- **Request**
List every line of the records below that holds the word "windshield", paying attention to case.

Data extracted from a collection

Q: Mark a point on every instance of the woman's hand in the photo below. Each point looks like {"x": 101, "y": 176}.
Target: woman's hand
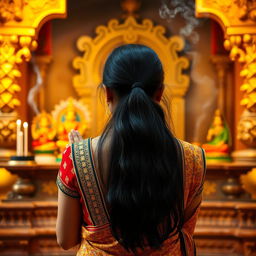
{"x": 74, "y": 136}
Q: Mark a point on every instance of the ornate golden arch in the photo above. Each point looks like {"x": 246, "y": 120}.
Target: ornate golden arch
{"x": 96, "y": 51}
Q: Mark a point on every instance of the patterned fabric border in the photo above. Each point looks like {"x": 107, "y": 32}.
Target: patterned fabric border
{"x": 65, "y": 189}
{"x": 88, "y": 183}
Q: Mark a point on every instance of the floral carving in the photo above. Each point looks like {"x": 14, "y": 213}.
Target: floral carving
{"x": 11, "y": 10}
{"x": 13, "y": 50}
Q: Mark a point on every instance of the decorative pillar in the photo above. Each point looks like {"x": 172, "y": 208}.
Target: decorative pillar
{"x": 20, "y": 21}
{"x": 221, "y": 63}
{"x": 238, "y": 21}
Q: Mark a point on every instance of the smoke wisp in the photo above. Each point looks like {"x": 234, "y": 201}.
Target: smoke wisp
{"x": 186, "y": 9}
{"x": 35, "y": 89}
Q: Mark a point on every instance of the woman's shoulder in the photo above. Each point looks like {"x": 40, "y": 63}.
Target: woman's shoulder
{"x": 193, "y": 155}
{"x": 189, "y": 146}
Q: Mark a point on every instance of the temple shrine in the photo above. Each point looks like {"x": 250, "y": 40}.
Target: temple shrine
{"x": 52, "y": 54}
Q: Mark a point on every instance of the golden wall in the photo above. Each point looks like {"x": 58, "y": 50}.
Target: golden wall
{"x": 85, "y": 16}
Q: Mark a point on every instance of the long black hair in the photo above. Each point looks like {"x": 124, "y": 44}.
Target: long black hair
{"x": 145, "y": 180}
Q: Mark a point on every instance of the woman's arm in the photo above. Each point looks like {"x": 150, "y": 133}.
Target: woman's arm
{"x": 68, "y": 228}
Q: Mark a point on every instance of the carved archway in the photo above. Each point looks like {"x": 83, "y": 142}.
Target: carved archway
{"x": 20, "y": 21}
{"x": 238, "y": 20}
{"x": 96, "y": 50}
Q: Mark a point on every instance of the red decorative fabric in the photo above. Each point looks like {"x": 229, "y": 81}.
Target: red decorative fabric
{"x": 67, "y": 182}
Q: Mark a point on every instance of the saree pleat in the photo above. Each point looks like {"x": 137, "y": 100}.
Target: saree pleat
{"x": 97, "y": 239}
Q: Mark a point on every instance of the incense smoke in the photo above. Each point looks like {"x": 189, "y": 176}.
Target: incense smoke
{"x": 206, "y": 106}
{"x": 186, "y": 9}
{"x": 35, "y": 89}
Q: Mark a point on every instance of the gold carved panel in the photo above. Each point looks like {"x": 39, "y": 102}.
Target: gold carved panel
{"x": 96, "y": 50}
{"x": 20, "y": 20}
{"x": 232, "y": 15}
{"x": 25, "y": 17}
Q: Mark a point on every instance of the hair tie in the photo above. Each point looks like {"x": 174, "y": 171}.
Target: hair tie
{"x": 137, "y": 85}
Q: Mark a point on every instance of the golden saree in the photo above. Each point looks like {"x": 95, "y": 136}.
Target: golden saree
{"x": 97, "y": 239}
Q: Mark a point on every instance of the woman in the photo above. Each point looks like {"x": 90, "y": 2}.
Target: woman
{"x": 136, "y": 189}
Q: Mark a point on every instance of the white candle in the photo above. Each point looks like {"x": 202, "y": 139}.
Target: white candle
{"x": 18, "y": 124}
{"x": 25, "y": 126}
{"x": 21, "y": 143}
==
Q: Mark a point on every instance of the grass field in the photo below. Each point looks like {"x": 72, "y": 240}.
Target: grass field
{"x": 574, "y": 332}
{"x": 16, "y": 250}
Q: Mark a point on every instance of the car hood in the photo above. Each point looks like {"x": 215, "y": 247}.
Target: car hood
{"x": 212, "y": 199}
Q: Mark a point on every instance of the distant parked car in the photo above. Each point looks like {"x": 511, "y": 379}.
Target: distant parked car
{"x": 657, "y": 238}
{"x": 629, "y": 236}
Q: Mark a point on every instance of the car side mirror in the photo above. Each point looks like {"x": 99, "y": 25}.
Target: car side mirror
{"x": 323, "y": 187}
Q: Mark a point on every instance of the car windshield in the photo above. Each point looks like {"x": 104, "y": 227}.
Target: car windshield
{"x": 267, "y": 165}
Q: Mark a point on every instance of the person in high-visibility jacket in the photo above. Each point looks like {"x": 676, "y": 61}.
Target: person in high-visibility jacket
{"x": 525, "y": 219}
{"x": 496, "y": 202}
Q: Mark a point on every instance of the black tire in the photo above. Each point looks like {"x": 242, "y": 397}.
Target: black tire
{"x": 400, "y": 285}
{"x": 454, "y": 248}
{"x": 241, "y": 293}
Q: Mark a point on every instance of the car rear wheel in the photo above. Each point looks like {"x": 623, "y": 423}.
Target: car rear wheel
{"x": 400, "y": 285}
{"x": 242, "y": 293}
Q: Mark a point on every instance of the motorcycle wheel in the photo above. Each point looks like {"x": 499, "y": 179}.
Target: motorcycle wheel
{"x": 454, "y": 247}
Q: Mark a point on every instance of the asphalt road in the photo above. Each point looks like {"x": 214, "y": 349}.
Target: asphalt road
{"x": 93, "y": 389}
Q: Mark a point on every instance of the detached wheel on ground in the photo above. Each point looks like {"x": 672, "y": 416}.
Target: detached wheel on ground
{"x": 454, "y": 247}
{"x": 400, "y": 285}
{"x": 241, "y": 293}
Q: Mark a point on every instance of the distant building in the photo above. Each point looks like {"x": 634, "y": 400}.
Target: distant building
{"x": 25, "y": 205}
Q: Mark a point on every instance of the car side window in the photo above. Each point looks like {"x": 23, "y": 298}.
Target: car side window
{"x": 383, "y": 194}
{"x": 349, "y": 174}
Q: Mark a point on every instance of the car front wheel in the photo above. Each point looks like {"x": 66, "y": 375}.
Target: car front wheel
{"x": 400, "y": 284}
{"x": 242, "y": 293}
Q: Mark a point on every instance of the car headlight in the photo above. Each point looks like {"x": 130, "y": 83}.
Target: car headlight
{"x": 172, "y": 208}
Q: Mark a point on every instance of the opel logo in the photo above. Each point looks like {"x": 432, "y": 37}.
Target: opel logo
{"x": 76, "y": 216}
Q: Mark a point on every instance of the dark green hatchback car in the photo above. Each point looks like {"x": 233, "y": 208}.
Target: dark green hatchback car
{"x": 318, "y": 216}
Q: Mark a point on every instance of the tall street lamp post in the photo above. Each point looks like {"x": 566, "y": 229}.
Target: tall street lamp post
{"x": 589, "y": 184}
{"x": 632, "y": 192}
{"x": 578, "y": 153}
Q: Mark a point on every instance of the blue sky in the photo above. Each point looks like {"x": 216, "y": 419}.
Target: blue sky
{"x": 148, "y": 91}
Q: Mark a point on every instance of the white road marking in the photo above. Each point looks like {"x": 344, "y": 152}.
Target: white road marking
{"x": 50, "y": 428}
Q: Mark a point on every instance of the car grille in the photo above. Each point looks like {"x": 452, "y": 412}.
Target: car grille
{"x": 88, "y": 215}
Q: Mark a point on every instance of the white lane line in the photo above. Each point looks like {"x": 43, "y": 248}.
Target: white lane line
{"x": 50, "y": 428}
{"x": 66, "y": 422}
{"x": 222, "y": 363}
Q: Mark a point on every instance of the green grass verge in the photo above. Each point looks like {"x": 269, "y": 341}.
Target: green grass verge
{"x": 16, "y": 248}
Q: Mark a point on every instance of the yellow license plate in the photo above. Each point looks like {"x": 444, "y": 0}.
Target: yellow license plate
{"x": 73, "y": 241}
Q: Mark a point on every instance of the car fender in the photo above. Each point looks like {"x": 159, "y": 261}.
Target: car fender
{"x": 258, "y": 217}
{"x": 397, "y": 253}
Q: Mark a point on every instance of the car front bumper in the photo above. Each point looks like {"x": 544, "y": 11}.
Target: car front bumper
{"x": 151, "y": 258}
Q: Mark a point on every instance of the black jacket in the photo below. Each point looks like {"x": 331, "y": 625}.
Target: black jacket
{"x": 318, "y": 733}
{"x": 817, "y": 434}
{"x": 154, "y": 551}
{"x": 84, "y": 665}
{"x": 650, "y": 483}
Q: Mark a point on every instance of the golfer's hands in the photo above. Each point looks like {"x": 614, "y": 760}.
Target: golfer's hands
...
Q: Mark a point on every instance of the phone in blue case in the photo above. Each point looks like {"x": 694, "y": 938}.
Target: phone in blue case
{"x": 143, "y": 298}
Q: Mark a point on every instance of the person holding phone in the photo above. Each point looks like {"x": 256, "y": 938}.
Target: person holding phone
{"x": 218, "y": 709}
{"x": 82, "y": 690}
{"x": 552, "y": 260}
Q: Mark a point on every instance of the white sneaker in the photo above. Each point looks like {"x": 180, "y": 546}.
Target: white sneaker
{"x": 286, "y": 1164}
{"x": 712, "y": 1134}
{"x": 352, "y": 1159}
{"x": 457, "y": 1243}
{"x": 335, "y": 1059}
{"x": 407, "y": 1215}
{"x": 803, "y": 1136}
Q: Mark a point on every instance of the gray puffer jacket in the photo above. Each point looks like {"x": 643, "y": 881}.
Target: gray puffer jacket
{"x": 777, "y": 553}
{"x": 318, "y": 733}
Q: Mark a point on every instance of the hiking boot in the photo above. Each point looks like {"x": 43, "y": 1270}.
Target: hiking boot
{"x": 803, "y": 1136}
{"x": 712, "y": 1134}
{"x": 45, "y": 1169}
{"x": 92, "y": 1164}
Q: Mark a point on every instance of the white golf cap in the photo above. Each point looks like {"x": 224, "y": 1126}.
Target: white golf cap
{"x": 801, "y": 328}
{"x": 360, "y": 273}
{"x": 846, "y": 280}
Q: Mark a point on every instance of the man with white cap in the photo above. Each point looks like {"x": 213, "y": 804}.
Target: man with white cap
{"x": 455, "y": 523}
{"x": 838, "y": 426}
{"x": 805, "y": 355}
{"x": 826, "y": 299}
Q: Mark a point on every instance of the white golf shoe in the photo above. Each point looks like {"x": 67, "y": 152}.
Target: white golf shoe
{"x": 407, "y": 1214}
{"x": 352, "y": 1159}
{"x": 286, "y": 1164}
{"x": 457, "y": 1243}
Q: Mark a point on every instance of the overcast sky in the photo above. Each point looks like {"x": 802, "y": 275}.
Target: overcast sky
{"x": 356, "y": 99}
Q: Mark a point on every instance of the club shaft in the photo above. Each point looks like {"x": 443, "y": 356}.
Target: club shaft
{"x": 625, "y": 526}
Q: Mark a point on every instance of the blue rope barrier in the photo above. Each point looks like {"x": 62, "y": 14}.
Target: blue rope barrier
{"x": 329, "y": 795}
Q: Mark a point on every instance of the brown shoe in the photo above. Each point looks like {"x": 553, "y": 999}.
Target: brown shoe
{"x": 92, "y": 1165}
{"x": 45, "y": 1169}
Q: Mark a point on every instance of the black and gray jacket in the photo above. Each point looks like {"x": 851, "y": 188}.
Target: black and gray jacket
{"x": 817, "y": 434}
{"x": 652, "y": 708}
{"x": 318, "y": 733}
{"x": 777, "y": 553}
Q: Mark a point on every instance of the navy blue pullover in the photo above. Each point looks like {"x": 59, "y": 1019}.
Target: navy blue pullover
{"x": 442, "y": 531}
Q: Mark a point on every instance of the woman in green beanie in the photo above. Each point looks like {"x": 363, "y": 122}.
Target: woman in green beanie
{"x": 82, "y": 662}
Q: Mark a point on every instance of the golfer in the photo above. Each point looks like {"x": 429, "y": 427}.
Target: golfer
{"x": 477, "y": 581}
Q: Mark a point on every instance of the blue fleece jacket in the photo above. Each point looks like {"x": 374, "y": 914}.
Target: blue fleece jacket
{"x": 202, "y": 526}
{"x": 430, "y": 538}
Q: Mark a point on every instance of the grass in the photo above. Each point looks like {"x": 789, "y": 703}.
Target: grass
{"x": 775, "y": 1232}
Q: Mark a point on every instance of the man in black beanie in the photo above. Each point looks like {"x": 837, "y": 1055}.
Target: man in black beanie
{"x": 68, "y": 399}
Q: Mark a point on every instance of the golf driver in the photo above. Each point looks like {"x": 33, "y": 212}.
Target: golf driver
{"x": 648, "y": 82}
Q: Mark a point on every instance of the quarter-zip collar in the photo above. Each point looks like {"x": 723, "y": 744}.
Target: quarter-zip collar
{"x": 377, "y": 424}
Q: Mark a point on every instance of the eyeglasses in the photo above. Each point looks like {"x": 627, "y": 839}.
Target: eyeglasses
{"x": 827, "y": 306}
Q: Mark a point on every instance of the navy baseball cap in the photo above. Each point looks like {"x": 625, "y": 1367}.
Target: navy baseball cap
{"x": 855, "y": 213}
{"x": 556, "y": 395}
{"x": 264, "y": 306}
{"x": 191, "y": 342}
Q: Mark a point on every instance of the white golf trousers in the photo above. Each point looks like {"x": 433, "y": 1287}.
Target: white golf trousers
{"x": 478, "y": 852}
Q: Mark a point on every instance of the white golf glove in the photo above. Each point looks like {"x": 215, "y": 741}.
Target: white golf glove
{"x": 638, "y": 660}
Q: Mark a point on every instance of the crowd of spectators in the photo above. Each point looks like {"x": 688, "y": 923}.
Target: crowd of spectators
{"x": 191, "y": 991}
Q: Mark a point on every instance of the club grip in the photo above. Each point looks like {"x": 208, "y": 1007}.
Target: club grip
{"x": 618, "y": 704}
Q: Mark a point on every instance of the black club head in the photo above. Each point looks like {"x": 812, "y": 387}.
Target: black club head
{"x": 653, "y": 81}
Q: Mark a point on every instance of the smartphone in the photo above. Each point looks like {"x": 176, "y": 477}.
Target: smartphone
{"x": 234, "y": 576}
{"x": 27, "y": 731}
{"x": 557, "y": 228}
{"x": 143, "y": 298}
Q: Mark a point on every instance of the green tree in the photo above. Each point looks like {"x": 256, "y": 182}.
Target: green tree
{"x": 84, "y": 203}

- **Result of the exercise**
Q: Mark a point on every instance of the car windshield in the photo above. Each point looks like {"x": 104, "y": 227}.
Target: car windshield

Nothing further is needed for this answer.